__Excerpted passage__:
▶

Basically my job is mail person at a hospital. I go around the building delivering things. I'll get the physical issue first. I walk for hours practically nonstop. I also carry heavy ass packages. It's not bad, but for hours at a time. It hurts. Especially when these boxes come at a rapid succession. It never ends!! The mental aspect is as painful! First off, I'm somebody who really hates working at a hospital. It's depressing, bleak, and you see things you don't really want to see. Even if I'm a delivery person. Going to these places everyday can be maddening. I'm not one of those rare people like doctors who can do it. I don't have the mental compactly.
I am also required to deliver stuff to people who can be jerks. Constantly having their eyes roll at me despite doing nothing and letting them know they got a delivery. I also heard that person groaning out loud. “oh god” like I'm trash even though I did everything right. Getting reprimanded for doing my job.

◀

__Data to examine__:

▶

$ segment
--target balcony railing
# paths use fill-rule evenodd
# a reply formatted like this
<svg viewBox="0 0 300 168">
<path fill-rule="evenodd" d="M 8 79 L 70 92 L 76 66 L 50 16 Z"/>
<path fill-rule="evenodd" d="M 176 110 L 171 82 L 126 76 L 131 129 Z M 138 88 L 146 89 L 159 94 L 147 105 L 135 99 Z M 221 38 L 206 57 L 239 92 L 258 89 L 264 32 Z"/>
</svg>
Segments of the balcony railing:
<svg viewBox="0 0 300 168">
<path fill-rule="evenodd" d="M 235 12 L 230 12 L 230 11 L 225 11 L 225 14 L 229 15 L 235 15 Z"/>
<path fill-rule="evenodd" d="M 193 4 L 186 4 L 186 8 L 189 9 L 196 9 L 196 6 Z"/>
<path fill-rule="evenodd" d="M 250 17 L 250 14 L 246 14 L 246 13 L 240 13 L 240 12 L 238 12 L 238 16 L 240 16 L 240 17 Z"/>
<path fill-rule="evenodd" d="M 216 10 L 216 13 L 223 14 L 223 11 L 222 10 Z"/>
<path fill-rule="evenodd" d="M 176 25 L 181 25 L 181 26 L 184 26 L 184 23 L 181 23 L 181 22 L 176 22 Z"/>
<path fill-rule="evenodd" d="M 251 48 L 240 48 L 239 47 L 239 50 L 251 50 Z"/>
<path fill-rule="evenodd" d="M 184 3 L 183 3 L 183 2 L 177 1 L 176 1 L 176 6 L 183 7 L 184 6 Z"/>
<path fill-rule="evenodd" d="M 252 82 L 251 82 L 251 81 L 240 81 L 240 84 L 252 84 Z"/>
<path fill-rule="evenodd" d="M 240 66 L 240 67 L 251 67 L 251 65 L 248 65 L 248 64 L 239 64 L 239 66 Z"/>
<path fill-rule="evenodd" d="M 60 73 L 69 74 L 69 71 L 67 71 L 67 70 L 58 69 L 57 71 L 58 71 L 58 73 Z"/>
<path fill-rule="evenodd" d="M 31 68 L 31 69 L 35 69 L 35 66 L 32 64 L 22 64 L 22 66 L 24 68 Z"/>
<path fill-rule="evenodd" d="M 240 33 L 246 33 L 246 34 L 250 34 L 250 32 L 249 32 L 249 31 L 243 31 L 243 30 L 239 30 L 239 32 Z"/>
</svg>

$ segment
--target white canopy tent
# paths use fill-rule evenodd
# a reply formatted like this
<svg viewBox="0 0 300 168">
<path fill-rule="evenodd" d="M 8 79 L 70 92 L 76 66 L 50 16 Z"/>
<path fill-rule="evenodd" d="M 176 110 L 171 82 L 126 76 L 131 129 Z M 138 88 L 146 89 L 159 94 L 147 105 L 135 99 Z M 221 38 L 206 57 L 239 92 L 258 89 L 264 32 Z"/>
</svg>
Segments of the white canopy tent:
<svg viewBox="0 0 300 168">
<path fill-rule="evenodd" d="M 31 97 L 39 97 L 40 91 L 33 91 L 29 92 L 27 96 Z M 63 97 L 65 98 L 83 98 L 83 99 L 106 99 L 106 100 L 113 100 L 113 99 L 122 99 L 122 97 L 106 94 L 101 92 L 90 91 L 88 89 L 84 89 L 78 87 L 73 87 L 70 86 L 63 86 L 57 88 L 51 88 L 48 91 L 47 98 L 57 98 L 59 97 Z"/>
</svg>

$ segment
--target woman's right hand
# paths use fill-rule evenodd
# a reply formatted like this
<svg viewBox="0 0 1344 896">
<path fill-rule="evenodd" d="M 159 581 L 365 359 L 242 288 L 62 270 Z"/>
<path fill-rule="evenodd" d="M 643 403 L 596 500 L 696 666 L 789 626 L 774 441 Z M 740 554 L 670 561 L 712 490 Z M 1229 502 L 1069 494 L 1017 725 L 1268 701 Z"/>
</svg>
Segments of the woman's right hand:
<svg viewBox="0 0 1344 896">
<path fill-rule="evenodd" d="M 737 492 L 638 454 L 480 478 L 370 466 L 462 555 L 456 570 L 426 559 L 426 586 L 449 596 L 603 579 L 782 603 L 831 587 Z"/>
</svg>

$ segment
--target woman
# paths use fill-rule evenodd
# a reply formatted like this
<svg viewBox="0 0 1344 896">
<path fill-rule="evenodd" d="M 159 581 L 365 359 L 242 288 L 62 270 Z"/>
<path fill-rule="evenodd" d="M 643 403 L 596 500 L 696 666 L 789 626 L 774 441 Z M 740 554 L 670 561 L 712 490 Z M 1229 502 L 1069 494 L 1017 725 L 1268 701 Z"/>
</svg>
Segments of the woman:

◀

__Work item__:
Please write down the part of the post about hospital mail delivery from "Basically my job" up to and including "the mental compactly.", word for word. The entries come from a separate source.

__Result for this task__:
Basically my job is mail person at a hospital. I go around the building delivering things. I'll get the physical issue first. I walk for hours practically nonstop. I also carry heavy ass packages. It's not bad, but for hours at a time. It hurts. Especially when these boxes come at a rapid succession. It never ends!! The mental aspect is as painful! First off, I'm somebody who really hates working at a hospital. It's depressing, bleak, and you see things you don't really want to see. Even if I'm a delivery person. Going to these places everyday can be maddening. I'm not one of those rare people like doctors who can do it. I don't have the mental compactly.